[Location labeling records]
▬▬▬▬▬▬

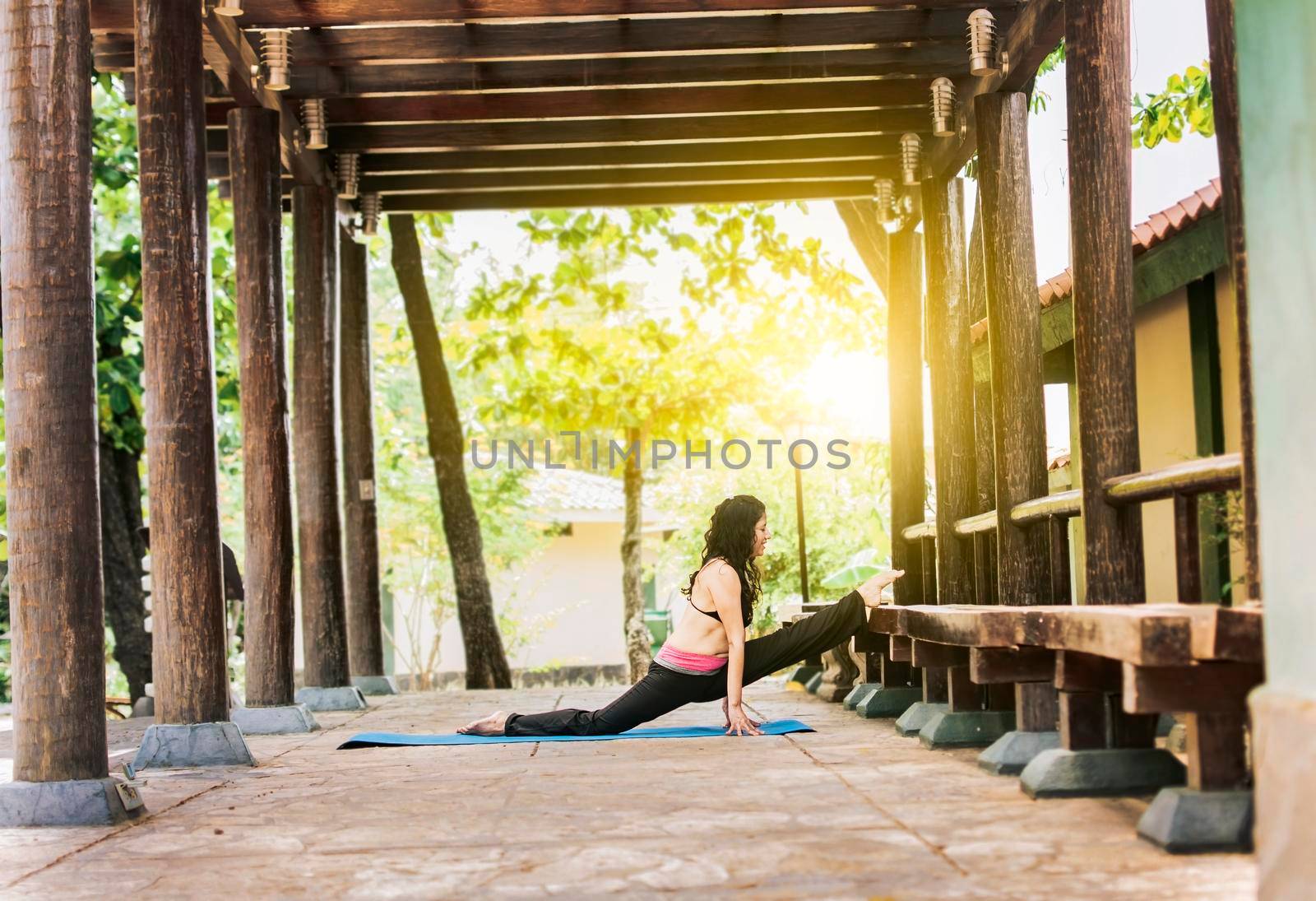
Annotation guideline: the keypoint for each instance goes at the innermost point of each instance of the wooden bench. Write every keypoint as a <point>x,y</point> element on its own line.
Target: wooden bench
<point>1103,673</point>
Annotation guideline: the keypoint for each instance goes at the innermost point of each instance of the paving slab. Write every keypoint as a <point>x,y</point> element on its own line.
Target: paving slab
<point>848,811</point>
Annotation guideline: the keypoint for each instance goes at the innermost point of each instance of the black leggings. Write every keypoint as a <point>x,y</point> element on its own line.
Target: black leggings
<point>662,690</point>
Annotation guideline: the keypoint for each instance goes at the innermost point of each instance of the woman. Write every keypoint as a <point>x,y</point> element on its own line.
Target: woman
<point>707,657</point>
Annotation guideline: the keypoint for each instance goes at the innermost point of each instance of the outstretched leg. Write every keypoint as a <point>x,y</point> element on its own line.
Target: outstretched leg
<point>795,642</point>
<point>660,692</point>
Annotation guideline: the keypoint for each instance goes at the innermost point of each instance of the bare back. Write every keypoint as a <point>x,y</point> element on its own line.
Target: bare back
<point>699,633</point>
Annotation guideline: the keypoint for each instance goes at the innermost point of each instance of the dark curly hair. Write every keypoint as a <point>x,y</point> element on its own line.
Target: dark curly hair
<point>730,536</point>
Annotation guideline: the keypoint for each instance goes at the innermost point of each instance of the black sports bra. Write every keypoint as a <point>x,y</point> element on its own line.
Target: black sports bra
<point>707,613</point>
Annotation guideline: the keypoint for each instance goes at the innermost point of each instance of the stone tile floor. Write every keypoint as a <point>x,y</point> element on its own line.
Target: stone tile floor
<point>849,811</point>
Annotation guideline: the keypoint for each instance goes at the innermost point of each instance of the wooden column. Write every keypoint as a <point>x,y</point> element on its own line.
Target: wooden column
<point>1224,92</point>
<point>266,467</point>
<point>190,666</point>
<point>905,377</point>
<point>50,392</point>
<point>361,536</point>
<point>952,363</point>
<point>1096,77</point>
<point>1015,335</point>
<point>315,452</point>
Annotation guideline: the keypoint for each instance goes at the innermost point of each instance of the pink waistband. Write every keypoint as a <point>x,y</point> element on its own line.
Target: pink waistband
<point>701,663</point>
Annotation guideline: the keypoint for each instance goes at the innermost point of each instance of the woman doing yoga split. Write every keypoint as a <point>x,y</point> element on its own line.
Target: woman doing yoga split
<point>707,657</point>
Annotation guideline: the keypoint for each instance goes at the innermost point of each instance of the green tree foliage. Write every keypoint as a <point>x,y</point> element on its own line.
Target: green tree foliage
<point>1184,105</point>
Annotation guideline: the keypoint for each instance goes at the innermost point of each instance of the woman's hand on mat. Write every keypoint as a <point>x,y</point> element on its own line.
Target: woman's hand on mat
<point>872,589</point>
<point>737,723</point>
<point>728,717</point>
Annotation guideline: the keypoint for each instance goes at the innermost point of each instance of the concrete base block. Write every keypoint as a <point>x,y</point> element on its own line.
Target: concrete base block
<point>859,693</point>
<point>375,684</point>
<point>804,673</point>
<point>966,729</point>
<point>1059,773</point>
<point>197,745</point>
<point>1012,751</point>
<point>886,703</point>
<point>276,721</point>
<point>339,697</point>
<point>70,802</point>
<point>1186,821</point>
<point>918,714</point>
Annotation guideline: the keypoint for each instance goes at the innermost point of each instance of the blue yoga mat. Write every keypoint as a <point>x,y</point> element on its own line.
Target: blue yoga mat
<point>401,739</point>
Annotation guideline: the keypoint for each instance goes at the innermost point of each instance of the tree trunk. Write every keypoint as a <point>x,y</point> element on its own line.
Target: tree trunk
<point>632,596</point>
<point>315,452</point>
<point>50,392</point>
<point>122,557</point>
<point>486,663</point>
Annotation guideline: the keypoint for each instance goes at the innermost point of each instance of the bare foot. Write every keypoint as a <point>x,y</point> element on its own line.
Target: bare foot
<point>872,590</point>
<point>491,725</point>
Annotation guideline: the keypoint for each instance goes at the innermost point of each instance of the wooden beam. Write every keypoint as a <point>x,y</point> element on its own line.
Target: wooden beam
<point>1019,416</point>
<point>1036,706</point>
<point>436,136</point>
<point>232,58</point>
<point>861,171</point>
<point>905,381</point>
<point>901,648</point>
<point>962,694</point>
<point>188,588</point>
<point>633,37</point>
<point>1096,39</point>
<point>1216,686</point>
<point>1026,43</point>
<point>1082,721</point>
<point>1087,672</point>
<point>324,629</point>
<point>267,481</point>
<point>361,534</point>
<point>846,70</point>
<point>929,653</point>
<point>642,103</point>
<point>52,435</point>
<point>1224,94</point>
<point>627,197</point>
<point>1003,666</point>
<point>951,361</point>
<point>1217,752</point>
<point>118,15</point>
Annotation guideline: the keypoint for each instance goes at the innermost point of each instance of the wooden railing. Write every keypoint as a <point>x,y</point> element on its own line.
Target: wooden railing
<point>1184,482</point>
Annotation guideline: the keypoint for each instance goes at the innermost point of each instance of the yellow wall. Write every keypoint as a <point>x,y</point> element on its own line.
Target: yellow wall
<point>1166,427</point>
<point>1166,419</point>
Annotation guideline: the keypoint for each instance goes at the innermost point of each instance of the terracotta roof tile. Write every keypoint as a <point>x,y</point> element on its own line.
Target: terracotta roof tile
<point>1160,227</point>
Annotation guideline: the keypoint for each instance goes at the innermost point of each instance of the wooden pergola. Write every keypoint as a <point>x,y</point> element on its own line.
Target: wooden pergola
<point>491,104</point>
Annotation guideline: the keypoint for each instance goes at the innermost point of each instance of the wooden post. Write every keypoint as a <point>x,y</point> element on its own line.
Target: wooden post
<point>1015,332</point>
<point>190,666</point>
<point>361,536</point>
<point>266,467</point>
<point>1224,94</point>
<point>315,453</point>
<point>1096,76</point>
<point>905,366</point>
<point>50,392</point>
<point>951,360</point>
<point>1188,548</point>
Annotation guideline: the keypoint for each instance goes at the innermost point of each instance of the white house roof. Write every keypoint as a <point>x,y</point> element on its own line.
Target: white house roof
<point>572,495</point>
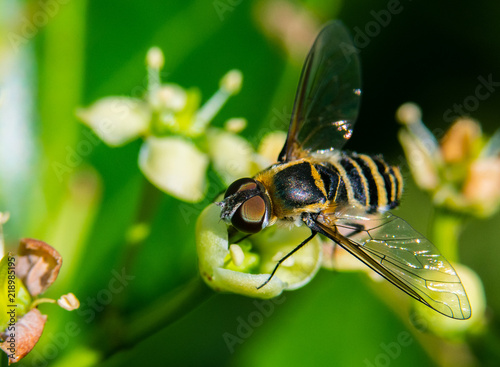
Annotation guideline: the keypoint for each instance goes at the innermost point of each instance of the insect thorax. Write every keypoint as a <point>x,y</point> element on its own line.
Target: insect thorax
<point>316,183</point>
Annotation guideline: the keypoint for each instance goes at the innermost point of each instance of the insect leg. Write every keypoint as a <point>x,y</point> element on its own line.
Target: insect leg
<point>313,233</point>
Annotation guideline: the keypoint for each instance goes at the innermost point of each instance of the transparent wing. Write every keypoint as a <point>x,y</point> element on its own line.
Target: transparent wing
<point>392,248</point>
<point>328,96</point>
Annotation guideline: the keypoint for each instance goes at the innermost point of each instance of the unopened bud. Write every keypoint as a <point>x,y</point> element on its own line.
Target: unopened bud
<point>155,59</point>
<point>460,140</point>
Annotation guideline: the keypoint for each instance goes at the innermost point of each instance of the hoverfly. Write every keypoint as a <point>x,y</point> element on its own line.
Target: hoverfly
<point>343,196</point>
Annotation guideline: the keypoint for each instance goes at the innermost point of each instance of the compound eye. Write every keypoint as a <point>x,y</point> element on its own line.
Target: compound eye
<point>240,185</point>
<point>251,216</point>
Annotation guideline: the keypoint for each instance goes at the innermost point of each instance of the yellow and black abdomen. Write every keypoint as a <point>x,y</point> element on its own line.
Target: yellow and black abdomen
<point>369,181</point>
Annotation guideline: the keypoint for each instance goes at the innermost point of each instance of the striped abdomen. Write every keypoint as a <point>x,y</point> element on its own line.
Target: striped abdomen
<point>369,181</point>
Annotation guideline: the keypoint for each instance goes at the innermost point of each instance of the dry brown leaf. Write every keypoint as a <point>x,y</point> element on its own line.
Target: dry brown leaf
<point>38,265</point>
<point>23,338</point>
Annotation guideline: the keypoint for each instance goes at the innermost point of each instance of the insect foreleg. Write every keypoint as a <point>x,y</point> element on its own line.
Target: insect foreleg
<point>287,256</point>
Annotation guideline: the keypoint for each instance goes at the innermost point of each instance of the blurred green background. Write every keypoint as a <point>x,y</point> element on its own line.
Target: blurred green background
<point>429,53</point>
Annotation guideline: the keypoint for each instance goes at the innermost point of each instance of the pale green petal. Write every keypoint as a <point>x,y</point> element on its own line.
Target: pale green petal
<point>231,154</point>
<point>117,120</point>
<point>271,245</point>
<point>275,242</point>
<point>212,246</point>
<point>175,166</point>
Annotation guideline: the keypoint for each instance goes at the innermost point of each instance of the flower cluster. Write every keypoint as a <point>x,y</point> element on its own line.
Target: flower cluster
<point>462,171</point>
<point>23,278</point>
<point>178,142</point>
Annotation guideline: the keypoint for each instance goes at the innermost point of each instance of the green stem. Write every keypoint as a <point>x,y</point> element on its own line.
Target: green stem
<point>446,229</point>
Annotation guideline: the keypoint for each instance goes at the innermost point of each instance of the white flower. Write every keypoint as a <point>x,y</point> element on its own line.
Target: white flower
<point>174,165</point>
<point>223,268</point>
<point>117,120</point>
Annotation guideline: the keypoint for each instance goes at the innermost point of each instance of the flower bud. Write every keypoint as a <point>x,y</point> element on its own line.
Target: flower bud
<point>68,302</point>
<point>461,141</point>
<point>117,120</point>
<point>175,165</point>
<point>231,82</point>
<point>155,58</point>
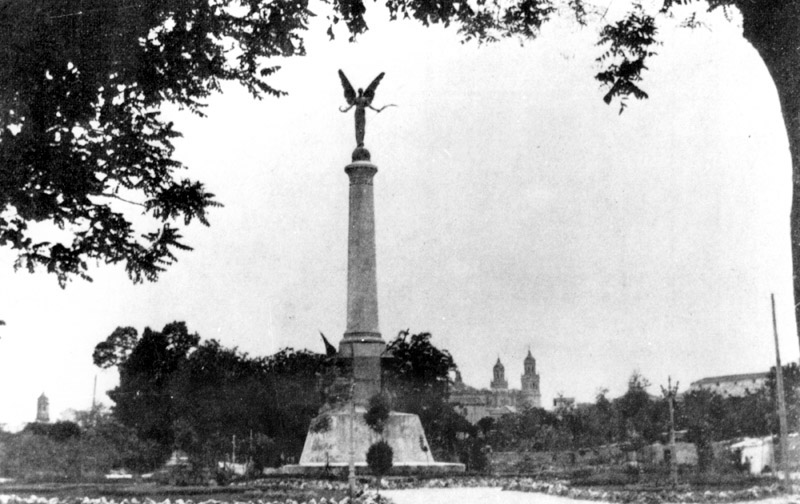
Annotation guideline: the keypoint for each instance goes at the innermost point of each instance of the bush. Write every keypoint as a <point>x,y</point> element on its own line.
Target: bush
<point>379,458</point>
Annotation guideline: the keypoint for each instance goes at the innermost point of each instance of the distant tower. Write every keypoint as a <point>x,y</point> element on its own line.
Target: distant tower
<point>499,382</point>
<point>530,383</point>
<point>43,409</point>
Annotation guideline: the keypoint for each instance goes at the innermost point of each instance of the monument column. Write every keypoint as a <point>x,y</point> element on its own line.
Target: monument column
<point>362,340</point>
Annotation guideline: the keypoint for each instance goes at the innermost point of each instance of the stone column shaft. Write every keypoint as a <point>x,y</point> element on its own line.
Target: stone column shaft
<point>362,340</point>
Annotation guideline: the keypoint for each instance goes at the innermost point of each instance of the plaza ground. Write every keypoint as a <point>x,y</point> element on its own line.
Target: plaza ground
<point>498,496</point>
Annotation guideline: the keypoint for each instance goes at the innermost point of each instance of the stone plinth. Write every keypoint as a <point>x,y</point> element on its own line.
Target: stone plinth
<point>328,443</point>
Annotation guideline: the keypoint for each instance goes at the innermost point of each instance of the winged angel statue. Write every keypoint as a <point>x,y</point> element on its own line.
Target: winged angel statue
<point>361,102</point>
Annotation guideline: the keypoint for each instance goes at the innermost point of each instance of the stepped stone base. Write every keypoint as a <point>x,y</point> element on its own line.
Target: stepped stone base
<point>328,445</point>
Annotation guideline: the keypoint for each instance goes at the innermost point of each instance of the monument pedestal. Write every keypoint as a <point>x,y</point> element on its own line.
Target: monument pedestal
<point>328,445</point>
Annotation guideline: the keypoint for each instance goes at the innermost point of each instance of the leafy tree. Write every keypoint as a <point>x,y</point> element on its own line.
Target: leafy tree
<point>791,390</point>
<point>377,412</point>
<point>143,399</point>
<point>642,420</point>
<point>703,415</point>
<point>379,459</point>
<point>83,145</point>
<point>416,375</point>
<point>177,392</point>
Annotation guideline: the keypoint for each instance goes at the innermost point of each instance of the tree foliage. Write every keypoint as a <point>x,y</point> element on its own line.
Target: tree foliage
<point>83,145</point>
<point>416,375</point>
<point>89,447</point>
<point>379,458</point>
<point>181,393</point>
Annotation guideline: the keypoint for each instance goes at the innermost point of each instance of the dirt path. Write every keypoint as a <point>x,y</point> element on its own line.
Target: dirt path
<point>497,496</point>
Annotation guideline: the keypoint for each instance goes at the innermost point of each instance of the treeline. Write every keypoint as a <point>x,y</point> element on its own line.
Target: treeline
<point>177,392</point>
<point>639,417</point>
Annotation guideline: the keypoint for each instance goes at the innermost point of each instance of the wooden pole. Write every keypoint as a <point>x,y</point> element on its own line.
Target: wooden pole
<point>669,393</point>
<point>781,403</point>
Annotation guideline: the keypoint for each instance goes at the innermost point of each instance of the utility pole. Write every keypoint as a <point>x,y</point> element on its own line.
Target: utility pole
<point>781,403</point>
<point>669,394</point>
<point>351,475</point>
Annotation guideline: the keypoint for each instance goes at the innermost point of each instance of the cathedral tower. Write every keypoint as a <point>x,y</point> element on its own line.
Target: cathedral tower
<point>499,381</point>
<point>42,409</point>
<point>530,383</point>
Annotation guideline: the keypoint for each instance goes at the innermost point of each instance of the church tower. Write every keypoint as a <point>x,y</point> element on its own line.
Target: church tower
<point>530,383</point>
<point>499,381</point>
<point>43,409</point>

▬▬▬▬▬▬

Starting with the line that contains "of the cathedral" and going on through the end of the records, write those lines out again with "tower" replaced by "spire" and nothing else changed.

Annotation guideline: the keypoint for each instance goes at the innermost point of each instance of the cathedral spire. Write every keypoint as a <point>x,y</point> element on its own line.
Target: cathedral spire
<point>499,381</point>
<point>42,409</point>
<point>530,383</point>
Annotation guideline: the keypoint for each instance goes at the innermost point of each instance of the church spire. Write every keypoint as a <point>x,y</point> element on its own line.
Target: church spire
<point>530,383</point>
<point>499,381</point>
<point>43,409</point>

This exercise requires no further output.